(Boundary-labeling items)
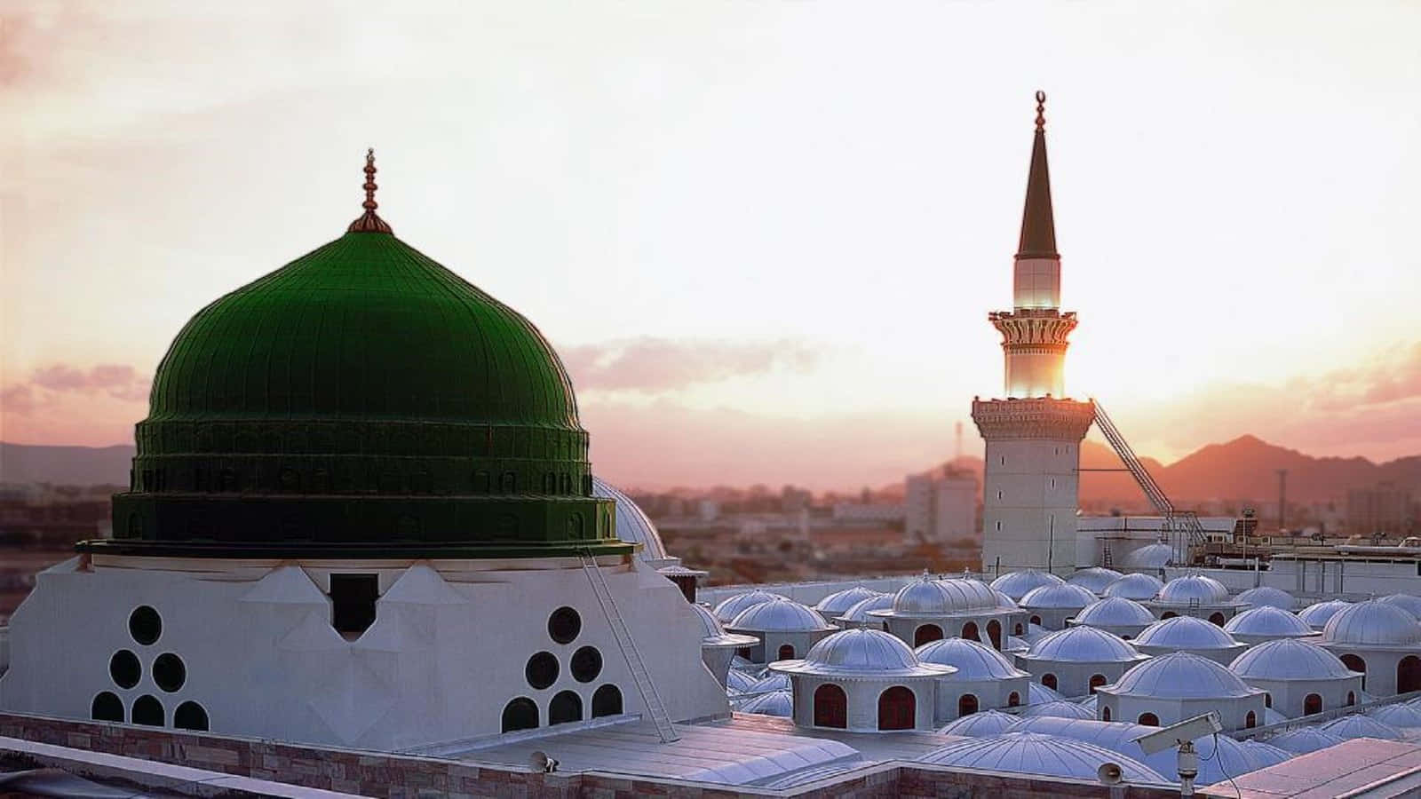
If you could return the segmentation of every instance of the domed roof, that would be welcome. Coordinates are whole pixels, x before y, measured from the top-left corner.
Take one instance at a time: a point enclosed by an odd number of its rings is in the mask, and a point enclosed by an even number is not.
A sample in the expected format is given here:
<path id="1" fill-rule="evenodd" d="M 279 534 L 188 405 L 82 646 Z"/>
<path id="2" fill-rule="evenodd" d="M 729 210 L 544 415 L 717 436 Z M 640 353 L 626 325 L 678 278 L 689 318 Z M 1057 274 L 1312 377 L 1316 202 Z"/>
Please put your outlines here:
<path id="1" fill-rule="evenodd" d="M 1161 699 L 1223 699 L 1260 694 L 1218 663 L 1184 651 L 1150 658 L 1097 691 Z"/>
<path id="2" fill-rule="evenodd" d="M 1003 732 L 988 738 L 955 741 L 918 758 L 925 763 L 1010 773 L 1037 773 L 1100 782 L 1103 763 L 1118 763 L 1125 782 L 1168 782 L 1150 766 L 1100 746 L 1040 732 Z"/>
<path id="3" fill-rule="evenodd" d="M 1059 663 L 1127 663 L 1147 655 L 1137 653 L 1120 636 L 1104 630 L 1067 627 L 1036 641 L 1023 657 Z"/>
<path id="4" fill-rule="evenodd" d="M 1229 664 L 1248 680 L 1341 680 L 1354 677 L 1330 651 L 1299 638 L 1279 638 L 1249 648 Z"/>
<path id="5" fill-rule="evenodd" d="M 1056 574 L 1050 572 L 1037 572 L 1036 569 L 1026 569 L 1023 572 L 1009 572 L 1002 574 L 996 580 L 992 580 L 992 587 L 1002 591 L 1003 594 L 1020 601 L 1026 596 L 1026 591 L 1037 589 L 1040 586 L 1059 586 L 1064 583 Z"/>
<path id="6" fill-rule="evenodd" d="M 1380 600 L 1344 607 L 1327 620 L 1323 641 L 1363 647 L 1410 647 L 1421 643 L 1421 623 Z"/>
<path id="7" fill-rule="evenodd" d="M 1114 583 L 1106 586 L 1103 591 L 1107 597 L 1131 599 L 1135 601 L 1151 600 L 1164 589 L 1164 581 L 1154 574 L 1125 574 Z"/>
<path id="8" fill-rule="evenodd" d="M 1096 718 L 1096 712 L 1077 705 L 1076 702 L 1069 702 L 1064 699 L 1057 699 L 1054 702 L 1040 702 L 1036 705 L 1026 705 L 1022 708 L 1023 717 L 1033 715 L 1050 715 L 1056 718 Z"/>
<path id="9" fill-rule="evenodd" d="M 733 631 L 746 630 L 750 633 L 811 633 L 814 630 L 834 630 L 824 621 L 818 611 L 803 604 L 776 599 L 752 604 L 742 610 L 726 628 Z"/>
<path id="10" fill-rule="evenodd" d="M 938 728 L 939 735 L 961 735 L 963 738 L 985 738 L 999 735 L 1007 726 L 1016 724 L 1016 717 L 1002 711 L 979 711 L 953 719 L 946 726 Z"/>
<path id="11" fill-rule="evenodd" d="M 1025 671 L 986 644 L 968 638 L 939 638 L 917 648 L 918 663 L 936 663 L 958 670 L 958 680 L 1012 680 Z"/>
<path id="12" fill-rule="evenodd" d="M 1343 738 L 1340 735 L 1324 732 L 1316 726 L 1299 726 L 1297 729 L 1289 729 L 1268 739 L 1269 745 L 1295 755 L 1306 755 L 1307 752 L 1336 746 L 1341 742 Z"/>
<path id="13" fill-rule="evenodd" d="M 1125 556 L 1127 569 L 1164 569 L 1172 562 L 1174 547 L 1158 542 L 1131 550 Z"/>
<path id="14" fill-rule="evenodd" d="M 1400 729 L 1390 724 L 1383 724 L 1368 715 L 1344 715 L 1320 725 L 1323 732 L 1331 732 L 1337 738 L 1380 738 L 1383 741 L 1401 741 L 1405 738 Z"/>
<path id="15" fill-rule="evenodd" d="M 1319 601 L 1299 610 L 1297 617 L 1306 621 L 1313 630 L 1322 630 L 1327 626 L 1327 620 L 1344 607 L 1351 607 L 1351 603 L 1347 600 Z"/>
<path id="16" fill-rule="evenodd" d="M 857 603 L 854 603 L 853 607 L 845 610 L 843 616 L 836 618 L 836 621 L 844 621 L 844 623 L 874 621 L 874 617 L 870 616 L 870 611 L 891 610 L 892 601 L 894 601 L 892 594 L 878 594 L 864 600 L 858 600 Z"/>
<path id="17" fill-rule="evenodd" d="M 854 586 L 851 589 L 834 591 L 818 600 L 814 603 L 814 610 L 817 610 L 824 618 L 834 618 L 865 599 L 877 597 L 880 594 L 881 591 L 875 591 L 864 586 Z"/>
<path id="18" fill-rule="evenodd" d="M 1096 594 L 1090 593 L 1088 589 L 1061 583 L 1059 586 L 1037 586 L 1026 591 L 1017 604 L 1030 610 L 1080 610 L 1093 601 L 1096 601 Z"/>
<path id="19" fill-rule="evenodd" d="M 827 636 L 810 647 L 804 660 L 770 664 L 772 671 L 843 677 L 946 677 L 955 668 L 919 664 L 908 644 L 882 630 L 858 627 Z"/>
<path id="20" fill-rule="evenodd" d="M 661 543 L 661 533 L 647 513 L 632 498 L 627 496 L 610 482 L 593 476 L 593 496 L 611 499 L 617 503 L 617 537 L 624 542 L 641 545 L 641 559 L 652 566 L 665 566 L 672 560 L 666 554 L 666 545 Z"/>
<path id="21" fill-rule="evenodd" d="M 1266 604 L 1282 610 L 1293 610 L 1297 607 L 1297 600 L 1293 599 L 1293 594 L 1285 591 L 1283 589 L 1275 589 L 1273 586 L 1249 589 L 1233 597 L 1233 601 L 1243 603 L 1250 607 L 1262 607 Z"/>
<path id="22" fill-rule="evenodd" d="M 1397 726 L 1397 728 L 1421 726 L 1421 709 L 1417 709 L 1405 702 L 1400 702 L 1395 705 L 1381 705 L 1380 708 L 1367 711 L 1367 715 L 1388 726 Z"/>
<path id="23" fill-rule="evenodd" d="M 1391 594 L 1390 597 L 1381 597 L 1378 601 L 1394 604 L 1411 616 L 1421 618 L 1421 597 L 1414 597 L 1411 594 Z"/>
<path id="24" fill-rule="evenodd" d="M 1066 581 L 1073 586 L 1080 586 L 1093 594 L 1098 594 L 1106 590 L 1106 586 L 1121 579 L 1124 574 L 1115 572 L 1114 569 L 1106 569 L 1104 566 L 1091 566 L 1090 569 L 1081 569 L 1074 574 L 1066 577 Z"/>
<path id="25" fill-rule="evenodd" d="M 1199 604 L 1225 604 L 1229 601 L 1229 590 L 1223 583 L 1204 574 L 1185 574 L 1175 577 L 1160 589 L 1158 601 L 1168 604 L 1189 604 L 1198 600 Z"/>
<path id="26" fill-rule="evenodd" d="M 794 715 L 794 695 L 789 691 L 770 691 L 769 694 L 750 697 L 735 709 L 743 714 L 790 718 Z"/>
<path id="27" fill-rule="evenodd" d="M 114 537 L 85 552 L 630 552 L 573 384 L 523 316 L 374 213 L 199 310 L 153 375 Z M 485 267 L 487 272 L 487 267 Z"/>
<path id="28" fill-rule="evenodd" d="M 1223 630 L 1231 636 L 1269 638 L 1306 638 L 1317 634 L 1297 616 L 1270 604 L 1260 604 L 1245 610 L 1225 621 Z"/>
<path id="29" fill-rule="evenodd" d="M 1154 624 L 1154 614 L 1137 601 L 1124 597 L 1106 597 L 1083 607 L 1071 618 L 1071 623 L 1087 624 L 1090 627 L 1145 626 Z"/>
<path id="30" fill-rule="evenodd" d="M 774 601 L 782 599 L 790 599 L 783 594 L 772 594 L 770 591 L 762 591 L 755 589 L 753 591 L 745 591 L 726 597 L 720 600 L 720 604 L 715 606 L 715 617 L 720 620 L 722 624 L 729 624 L 740 614 L 742 610 L 760 604 L 762 601 Z"/>
<path id="31" fill-rule="evenodd" d="M 1226 650 L 1239 645 L 1226 630 L 1195 618 L 1194 616 L 1175 616 L 1155 621 L 1145 627 L 1134 638 L 1137 647 L 1167 647 L 1171 650 Z"/>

• **Task objective**
Update the items from their start through the line containing "Please put your", both ends included, by replacing "instance" with "object" and changing nothing else. Leave the pictures out of your answer.

• **Right answer**
If you could return the segmentation of every object of the domed roof, that would be welcome. Coordinates are whole pixels, x before y, measured from the top-left corner.
Take one object at a time: a point enclosed by an odd number of its rings is in the mask, and a point enclosed by an even number is not.
A sample in the expected format is given here:
<path id="1" fill-rule="evenodd" d="M 279 534 L 188 405 L 82 646 Z"/>
<path id="2" fill-rule="evenodd" d="M 729 210 L 544 415 L 717 436 Z M 640 353 L 626 325 L 678 278 L 689 318 Z M 1057 274 L 1312 377 L 1316 202 Z"/>
Please put your outlines here:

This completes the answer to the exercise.